(Pointing and labeling entries)
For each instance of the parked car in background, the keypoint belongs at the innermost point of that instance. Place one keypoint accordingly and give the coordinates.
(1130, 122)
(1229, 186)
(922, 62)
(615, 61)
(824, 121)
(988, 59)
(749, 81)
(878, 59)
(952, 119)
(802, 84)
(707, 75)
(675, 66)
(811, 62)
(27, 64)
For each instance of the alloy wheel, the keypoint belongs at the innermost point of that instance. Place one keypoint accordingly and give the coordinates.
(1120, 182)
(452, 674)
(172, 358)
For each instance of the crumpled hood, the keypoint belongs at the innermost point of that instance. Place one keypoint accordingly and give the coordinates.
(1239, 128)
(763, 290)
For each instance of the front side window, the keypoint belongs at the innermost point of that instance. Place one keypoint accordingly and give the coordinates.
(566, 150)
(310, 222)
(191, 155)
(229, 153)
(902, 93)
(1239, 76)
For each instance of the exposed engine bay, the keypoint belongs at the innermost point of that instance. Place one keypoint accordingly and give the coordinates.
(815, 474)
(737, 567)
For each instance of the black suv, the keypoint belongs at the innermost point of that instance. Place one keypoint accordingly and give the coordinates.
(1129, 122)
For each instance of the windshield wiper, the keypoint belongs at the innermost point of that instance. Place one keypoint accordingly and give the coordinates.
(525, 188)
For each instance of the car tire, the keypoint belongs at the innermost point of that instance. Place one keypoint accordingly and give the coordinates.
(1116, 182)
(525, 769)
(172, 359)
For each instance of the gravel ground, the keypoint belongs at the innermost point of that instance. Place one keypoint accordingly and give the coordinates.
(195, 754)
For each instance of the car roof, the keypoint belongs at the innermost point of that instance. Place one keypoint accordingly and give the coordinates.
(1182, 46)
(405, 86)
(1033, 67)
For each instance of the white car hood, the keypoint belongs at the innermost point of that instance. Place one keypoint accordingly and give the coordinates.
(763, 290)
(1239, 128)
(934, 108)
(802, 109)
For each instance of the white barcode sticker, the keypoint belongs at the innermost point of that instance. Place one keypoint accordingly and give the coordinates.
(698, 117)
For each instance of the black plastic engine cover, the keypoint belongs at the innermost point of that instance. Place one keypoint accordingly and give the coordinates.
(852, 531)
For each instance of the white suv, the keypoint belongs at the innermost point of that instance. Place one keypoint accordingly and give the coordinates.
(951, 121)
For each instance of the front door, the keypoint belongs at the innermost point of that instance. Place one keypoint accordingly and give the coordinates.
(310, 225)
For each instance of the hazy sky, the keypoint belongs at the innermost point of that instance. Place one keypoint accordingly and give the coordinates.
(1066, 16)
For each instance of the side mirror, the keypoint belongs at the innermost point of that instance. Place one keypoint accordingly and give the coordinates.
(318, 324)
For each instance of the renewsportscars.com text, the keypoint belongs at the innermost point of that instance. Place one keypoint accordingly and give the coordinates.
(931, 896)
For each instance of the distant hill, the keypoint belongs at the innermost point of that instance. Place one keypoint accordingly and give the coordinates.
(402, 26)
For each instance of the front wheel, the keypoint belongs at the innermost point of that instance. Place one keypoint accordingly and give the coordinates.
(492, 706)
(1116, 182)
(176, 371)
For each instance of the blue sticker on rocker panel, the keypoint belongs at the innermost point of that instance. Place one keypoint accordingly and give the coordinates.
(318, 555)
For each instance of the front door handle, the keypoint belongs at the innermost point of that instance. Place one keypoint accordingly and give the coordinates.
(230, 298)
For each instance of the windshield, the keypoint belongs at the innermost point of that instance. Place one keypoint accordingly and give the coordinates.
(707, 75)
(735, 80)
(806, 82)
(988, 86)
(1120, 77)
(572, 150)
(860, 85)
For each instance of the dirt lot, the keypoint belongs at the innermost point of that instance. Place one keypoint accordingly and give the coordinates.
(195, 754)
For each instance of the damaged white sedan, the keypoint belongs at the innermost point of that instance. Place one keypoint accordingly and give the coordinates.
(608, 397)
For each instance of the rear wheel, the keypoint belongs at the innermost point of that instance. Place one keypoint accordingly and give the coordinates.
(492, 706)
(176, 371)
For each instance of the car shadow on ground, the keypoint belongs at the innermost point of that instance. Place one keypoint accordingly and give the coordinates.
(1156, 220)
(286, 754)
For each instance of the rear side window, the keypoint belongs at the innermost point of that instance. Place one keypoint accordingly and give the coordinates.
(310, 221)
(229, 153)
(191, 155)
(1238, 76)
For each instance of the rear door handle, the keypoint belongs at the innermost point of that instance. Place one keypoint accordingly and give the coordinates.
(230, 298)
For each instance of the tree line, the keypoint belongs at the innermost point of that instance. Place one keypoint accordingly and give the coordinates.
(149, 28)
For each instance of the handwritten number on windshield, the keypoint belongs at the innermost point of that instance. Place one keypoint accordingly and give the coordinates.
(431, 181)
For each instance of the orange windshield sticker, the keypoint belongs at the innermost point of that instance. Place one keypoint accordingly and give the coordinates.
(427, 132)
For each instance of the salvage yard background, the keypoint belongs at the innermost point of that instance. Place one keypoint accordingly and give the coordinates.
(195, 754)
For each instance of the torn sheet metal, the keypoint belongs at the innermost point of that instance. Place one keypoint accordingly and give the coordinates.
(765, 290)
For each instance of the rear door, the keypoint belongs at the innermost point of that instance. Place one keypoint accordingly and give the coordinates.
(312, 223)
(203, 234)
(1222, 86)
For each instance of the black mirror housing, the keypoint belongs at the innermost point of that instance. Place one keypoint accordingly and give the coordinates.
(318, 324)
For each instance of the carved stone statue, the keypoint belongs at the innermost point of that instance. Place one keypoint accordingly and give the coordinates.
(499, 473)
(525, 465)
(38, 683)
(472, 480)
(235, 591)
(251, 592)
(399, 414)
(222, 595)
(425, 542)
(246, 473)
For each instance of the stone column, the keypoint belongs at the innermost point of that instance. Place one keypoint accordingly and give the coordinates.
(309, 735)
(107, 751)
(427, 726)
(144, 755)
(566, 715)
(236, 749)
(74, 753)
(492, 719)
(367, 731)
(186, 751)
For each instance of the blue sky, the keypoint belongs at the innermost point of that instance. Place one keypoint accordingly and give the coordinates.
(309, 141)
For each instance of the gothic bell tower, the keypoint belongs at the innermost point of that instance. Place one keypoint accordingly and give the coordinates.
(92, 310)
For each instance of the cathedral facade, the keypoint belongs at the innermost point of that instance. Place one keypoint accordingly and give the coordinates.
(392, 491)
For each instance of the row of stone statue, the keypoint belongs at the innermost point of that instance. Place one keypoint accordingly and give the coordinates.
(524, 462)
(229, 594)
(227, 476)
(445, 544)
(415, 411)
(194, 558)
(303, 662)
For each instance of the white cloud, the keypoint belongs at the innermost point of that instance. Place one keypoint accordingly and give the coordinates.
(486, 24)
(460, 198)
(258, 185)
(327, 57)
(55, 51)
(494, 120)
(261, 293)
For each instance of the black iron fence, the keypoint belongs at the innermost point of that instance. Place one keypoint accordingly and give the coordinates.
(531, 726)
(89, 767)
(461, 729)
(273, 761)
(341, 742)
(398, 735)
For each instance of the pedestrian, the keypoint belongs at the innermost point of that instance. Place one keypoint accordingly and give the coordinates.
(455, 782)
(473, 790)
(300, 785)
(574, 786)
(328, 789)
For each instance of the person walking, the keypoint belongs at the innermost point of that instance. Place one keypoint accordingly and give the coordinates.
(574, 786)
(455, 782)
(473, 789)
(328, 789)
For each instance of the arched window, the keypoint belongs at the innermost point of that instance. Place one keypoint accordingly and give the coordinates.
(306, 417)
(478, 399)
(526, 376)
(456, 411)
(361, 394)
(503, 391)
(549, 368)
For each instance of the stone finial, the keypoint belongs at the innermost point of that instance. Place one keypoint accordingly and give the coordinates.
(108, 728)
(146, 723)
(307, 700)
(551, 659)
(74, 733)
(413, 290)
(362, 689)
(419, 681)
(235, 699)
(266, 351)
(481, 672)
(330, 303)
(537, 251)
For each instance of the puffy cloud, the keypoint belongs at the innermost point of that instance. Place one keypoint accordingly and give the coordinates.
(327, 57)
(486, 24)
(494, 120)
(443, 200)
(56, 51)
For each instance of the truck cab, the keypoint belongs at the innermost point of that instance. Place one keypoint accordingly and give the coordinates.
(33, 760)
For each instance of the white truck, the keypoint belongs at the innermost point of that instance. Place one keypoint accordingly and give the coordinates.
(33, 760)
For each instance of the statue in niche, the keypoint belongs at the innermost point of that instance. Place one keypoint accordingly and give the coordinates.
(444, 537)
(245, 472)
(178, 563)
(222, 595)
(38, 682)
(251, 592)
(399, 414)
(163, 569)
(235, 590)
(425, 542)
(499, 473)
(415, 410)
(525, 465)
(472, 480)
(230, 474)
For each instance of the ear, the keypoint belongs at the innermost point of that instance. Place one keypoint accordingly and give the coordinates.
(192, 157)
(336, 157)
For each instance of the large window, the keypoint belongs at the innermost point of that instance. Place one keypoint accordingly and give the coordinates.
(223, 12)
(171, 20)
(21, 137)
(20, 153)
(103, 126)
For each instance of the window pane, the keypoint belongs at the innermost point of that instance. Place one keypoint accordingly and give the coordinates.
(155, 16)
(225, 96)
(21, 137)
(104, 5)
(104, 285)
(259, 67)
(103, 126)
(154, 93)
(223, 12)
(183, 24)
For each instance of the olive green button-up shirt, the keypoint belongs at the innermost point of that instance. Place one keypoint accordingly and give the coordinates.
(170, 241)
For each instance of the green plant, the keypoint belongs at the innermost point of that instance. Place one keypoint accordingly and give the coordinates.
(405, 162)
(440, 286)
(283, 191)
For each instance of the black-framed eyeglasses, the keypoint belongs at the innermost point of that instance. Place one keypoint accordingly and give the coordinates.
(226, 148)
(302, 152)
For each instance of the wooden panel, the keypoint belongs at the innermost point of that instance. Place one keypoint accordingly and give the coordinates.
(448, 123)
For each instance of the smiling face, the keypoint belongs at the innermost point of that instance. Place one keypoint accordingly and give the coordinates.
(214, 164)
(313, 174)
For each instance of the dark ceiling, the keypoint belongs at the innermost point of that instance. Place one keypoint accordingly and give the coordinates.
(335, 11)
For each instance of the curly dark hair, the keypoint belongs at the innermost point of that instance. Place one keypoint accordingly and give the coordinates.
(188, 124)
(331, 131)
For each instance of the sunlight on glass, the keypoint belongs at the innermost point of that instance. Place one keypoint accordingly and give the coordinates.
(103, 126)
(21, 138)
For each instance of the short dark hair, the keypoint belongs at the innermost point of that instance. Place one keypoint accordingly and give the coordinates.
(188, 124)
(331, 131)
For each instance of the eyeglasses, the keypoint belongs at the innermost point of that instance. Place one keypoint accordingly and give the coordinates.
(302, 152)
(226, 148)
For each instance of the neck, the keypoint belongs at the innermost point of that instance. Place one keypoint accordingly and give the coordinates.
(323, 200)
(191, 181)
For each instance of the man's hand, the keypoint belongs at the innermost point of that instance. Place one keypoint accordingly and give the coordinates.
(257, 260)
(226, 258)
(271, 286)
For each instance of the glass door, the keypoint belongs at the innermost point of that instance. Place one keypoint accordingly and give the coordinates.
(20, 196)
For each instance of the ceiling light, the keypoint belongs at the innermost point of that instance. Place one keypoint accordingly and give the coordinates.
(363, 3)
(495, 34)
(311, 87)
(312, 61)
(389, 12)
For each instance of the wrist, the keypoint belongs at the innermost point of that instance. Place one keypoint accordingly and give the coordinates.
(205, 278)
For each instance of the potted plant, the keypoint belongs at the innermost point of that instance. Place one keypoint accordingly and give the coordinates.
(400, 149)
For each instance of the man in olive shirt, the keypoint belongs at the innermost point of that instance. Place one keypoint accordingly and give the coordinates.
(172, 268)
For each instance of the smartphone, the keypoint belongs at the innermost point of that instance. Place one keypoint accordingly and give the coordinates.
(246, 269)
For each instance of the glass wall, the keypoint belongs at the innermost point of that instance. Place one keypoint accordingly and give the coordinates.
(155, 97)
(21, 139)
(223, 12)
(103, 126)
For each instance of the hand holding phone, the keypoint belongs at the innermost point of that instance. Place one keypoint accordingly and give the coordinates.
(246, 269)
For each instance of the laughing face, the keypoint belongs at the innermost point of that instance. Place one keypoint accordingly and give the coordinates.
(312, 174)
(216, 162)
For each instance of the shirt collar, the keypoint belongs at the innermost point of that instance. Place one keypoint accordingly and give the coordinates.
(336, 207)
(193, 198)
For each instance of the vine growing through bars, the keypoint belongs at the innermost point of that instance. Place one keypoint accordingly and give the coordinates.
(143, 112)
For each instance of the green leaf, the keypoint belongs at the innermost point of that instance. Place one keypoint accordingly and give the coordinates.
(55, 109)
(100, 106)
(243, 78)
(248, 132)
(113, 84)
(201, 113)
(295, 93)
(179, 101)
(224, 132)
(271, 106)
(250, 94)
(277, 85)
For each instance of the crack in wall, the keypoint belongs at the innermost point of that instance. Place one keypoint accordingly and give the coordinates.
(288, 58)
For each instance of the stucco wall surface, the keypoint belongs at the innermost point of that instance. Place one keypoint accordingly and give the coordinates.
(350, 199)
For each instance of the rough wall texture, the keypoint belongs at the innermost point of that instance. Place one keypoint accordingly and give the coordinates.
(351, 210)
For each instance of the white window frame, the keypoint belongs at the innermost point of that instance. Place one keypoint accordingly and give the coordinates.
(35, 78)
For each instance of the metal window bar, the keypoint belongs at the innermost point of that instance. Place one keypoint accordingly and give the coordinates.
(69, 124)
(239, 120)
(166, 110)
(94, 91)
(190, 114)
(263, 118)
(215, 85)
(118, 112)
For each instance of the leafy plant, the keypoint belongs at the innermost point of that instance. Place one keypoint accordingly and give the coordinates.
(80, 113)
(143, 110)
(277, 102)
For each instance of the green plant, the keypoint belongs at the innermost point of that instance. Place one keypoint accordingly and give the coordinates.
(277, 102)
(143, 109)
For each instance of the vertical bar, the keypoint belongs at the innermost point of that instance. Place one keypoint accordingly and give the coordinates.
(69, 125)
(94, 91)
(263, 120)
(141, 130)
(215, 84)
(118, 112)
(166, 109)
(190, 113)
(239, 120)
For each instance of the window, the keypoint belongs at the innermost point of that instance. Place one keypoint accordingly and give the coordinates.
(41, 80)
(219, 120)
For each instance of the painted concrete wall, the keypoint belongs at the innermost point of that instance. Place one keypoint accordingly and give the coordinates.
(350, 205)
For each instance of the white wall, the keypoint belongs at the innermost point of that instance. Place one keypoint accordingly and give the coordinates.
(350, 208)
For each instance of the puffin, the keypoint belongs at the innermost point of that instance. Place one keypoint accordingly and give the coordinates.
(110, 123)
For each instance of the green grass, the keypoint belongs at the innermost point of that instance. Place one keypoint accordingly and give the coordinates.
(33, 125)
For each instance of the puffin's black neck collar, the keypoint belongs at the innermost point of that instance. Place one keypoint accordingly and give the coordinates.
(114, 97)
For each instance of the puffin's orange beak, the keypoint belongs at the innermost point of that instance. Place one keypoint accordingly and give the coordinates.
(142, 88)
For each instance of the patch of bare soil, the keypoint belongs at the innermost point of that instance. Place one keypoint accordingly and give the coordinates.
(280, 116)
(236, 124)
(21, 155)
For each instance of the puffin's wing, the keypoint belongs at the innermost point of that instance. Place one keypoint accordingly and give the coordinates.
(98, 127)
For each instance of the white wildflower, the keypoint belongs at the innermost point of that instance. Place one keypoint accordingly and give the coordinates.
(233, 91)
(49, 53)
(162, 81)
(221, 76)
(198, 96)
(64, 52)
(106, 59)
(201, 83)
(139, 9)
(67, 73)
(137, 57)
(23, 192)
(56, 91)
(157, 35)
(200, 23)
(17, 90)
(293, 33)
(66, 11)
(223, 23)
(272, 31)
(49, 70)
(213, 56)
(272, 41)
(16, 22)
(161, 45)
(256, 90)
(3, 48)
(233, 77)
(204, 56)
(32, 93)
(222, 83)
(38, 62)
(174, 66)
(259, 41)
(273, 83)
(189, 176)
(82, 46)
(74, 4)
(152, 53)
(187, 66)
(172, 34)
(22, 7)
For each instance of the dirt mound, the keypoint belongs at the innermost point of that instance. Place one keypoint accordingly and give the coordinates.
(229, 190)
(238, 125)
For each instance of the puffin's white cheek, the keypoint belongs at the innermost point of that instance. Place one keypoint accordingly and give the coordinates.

Task to carry out: Copy exactly the lines from the one containing "For each instance of the puffin's black" through the last line of the records, both included, and nothing else.

Result of the task:
For each instance of the puffin's black neck collar, the keypoint belongs at the innermost point of that instance. Place one keypoint accordingly and give the coordinates.
(114, 97)
For each instance of the puffin's orange beak, the keypoint belongs at the innermost point of that instance. Place one keypoint accordingly and give the coordinates.
(142, 88)
For each instance of the patch of bare soil, the keypoint belongs at the innermost point of that instance. Place one keypoint accordingly and give the coordinates.
(280, 116)
(236, 124)
(21, 155)
For each instance of the puffin's wing, the keypoint belongs at the innermost point of that instance. Place one keypoint accordingly and give the coordinates.
(98, 127)
For each instance of the white wildflower, the keypoint belongs at the innermost point of that instance. Place one keypoint accordingly and give the coordinates.
(233, 91)
(49, 53)
(162, 81)
(221, 76)
(198, 96)
(64, 52)
(106, 59)
(201, 83)
(139, 9)
(67, 73)
(137, 57)
(23, 192)
(56, 91)
(157, 35)
(200, 23)
(17, 90)
(293, 33)
(66, 11)
(223, 23)
(272, 31)
(49, 70)
(213, 56)
(272, 41)
(16, 22)
(161, 45)
(256, 90)
(3, 48)
(233, 77)
(204, 56)
(32, 93)
(222, 83)
(38, 62)
(174, 66)
(259, 41)
(273, 83)
(189, 176)
(82, 46)
(74, 4)
(152, 53)
(187, 66)
(172, 34)
(22, 7)
For each instance of the dirt mound, the keypoint belongs at the innermost point of that instance. Place one keypoint accordingly and give the coordinates.
(229, 190)
(238, 125)
For each instance of the puffin's white cheek, the keypoint belongs at the innermost point of that instance. Place one keypoint accordingly and give the coordinates.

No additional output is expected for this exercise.